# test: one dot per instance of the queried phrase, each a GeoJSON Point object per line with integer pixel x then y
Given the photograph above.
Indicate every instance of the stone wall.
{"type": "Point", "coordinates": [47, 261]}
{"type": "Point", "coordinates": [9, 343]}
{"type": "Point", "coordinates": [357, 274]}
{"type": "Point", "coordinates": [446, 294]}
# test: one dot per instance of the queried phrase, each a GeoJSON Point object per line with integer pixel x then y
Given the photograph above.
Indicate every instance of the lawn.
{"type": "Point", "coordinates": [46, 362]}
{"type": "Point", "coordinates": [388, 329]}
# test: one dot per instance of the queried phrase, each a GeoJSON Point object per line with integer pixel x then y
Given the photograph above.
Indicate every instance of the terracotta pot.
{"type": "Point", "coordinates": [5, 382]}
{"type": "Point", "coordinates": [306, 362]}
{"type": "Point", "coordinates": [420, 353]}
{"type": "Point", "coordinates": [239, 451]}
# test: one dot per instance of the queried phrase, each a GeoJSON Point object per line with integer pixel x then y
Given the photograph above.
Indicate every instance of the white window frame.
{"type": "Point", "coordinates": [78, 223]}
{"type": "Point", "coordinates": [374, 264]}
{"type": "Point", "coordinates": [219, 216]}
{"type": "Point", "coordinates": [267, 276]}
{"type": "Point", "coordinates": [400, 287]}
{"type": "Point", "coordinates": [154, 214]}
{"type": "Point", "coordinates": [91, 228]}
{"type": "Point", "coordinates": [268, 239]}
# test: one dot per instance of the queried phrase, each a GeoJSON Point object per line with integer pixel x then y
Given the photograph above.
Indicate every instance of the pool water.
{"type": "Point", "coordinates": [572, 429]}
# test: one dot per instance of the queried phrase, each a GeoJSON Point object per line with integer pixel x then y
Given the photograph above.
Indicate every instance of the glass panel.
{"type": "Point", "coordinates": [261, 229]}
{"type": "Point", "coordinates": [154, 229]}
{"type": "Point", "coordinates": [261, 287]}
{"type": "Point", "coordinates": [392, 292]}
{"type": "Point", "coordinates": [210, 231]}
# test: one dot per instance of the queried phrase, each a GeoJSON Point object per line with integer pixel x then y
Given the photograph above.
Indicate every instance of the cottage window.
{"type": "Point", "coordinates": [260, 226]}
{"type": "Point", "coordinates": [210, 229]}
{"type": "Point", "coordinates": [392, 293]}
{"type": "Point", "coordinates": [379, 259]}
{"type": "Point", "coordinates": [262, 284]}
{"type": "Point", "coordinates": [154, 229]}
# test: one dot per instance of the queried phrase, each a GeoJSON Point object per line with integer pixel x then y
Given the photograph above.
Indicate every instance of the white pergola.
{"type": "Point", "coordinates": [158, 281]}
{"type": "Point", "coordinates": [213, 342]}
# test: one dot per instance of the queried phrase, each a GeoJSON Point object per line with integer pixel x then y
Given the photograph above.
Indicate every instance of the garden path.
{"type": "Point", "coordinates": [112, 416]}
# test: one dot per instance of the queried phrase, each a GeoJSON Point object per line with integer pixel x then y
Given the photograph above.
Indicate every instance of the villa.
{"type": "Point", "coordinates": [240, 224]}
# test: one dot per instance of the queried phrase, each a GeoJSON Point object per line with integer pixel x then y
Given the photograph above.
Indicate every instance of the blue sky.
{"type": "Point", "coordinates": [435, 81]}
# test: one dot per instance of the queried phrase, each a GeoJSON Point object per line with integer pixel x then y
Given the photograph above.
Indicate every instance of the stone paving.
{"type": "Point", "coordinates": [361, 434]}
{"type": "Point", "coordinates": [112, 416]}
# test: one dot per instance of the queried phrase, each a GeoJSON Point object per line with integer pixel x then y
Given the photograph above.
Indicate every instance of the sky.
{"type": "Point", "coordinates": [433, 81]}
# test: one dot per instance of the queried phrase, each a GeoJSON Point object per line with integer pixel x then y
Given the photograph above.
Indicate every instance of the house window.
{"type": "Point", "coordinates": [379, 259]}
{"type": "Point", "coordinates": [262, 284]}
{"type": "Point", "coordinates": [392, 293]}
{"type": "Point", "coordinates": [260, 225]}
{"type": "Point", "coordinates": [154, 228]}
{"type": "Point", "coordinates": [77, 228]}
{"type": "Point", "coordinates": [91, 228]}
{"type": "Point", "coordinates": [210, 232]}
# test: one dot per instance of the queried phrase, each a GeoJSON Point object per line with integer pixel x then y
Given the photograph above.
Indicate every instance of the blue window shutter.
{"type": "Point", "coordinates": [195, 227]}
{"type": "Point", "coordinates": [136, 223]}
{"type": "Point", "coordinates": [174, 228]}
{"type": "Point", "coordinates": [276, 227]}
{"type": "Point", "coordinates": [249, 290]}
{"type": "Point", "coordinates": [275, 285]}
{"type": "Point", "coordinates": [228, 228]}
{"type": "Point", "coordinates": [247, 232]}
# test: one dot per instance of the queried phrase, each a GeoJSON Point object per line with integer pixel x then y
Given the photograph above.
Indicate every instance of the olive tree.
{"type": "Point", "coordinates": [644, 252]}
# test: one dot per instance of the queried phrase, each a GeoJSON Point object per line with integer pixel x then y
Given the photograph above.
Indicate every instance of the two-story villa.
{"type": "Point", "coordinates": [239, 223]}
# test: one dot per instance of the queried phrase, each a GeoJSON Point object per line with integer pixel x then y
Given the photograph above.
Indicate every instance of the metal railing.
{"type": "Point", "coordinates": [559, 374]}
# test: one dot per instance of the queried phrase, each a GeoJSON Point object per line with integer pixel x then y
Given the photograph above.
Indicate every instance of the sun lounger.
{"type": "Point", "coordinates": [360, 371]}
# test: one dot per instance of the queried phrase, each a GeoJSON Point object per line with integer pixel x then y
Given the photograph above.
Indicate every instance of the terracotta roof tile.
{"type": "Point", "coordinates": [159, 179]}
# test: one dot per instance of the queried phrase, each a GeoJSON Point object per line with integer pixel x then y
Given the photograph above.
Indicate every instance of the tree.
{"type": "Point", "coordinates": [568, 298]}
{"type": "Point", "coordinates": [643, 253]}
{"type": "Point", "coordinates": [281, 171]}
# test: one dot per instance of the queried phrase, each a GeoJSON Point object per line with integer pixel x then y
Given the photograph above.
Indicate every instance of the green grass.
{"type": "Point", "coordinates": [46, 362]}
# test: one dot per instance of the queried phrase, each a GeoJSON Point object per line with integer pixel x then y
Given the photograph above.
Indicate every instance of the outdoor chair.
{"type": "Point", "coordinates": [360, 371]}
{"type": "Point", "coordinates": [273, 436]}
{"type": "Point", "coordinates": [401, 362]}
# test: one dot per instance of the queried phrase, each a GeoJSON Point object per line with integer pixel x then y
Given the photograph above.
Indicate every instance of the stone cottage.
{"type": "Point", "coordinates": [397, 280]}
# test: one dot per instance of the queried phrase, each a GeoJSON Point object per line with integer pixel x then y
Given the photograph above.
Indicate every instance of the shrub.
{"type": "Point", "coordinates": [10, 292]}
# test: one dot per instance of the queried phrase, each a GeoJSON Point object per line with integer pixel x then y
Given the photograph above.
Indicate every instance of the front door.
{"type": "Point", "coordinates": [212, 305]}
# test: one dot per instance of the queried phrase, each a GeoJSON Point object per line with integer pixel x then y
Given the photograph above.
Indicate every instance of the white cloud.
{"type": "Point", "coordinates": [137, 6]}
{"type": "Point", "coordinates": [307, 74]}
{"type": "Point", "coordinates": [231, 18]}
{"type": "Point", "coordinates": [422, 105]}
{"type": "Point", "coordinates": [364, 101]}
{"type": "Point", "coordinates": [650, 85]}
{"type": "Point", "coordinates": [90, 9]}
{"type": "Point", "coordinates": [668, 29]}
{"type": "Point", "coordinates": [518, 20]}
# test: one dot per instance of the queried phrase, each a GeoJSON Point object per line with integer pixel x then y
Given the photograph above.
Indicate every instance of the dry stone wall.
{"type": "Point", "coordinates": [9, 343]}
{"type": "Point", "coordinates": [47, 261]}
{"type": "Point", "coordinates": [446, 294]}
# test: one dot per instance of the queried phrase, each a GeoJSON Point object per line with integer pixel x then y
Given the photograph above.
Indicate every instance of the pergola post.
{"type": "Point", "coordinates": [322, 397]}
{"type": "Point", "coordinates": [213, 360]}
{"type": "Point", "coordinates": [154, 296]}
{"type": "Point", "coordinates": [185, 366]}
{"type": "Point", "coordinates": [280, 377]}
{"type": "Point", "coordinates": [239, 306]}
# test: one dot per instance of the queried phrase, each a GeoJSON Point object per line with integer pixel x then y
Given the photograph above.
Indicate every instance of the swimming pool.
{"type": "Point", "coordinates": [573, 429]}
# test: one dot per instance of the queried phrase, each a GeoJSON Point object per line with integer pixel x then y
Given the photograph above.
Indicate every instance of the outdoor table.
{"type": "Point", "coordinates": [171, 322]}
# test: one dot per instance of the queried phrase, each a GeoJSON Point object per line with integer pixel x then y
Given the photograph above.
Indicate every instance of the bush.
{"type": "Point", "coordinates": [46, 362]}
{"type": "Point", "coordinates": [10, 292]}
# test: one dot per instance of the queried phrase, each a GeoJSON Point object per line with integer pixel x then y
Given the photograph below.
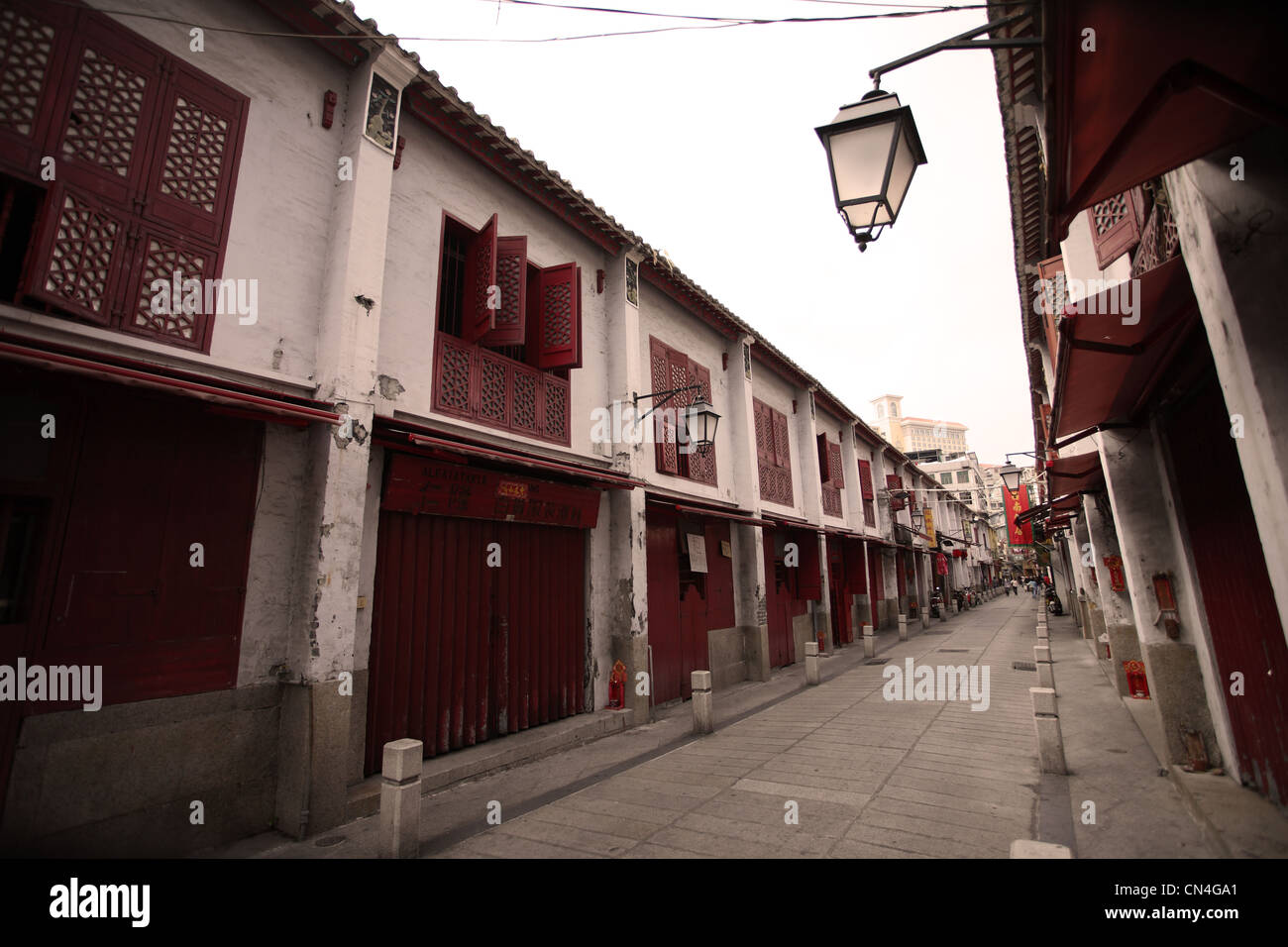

--------

◆ Instructions to follow ◆
Every line from the one containing "Indicate every instance of the outdoor table." through the end of the listing is to be copied exactly; the pictures are not.

◆ Written reply ◆
Indicate every instance of the outdoor table.
{"type": "Point", "coordinates": [171, 322]}
# test: one dot per instance of the queried phrase, each a GeoJSON Point object per line with integer pixel x then y
Given the photograph above.
Indicate every instance of the bush.
{"type": "Point", "coordinates": [46, 362]}
{"type": "Point", "coordinates": [10, 292]}
# test: one dot per instance of the queried phrase, each a GeoJSON Point object per line with integer pixel x then y
Given the photograph below.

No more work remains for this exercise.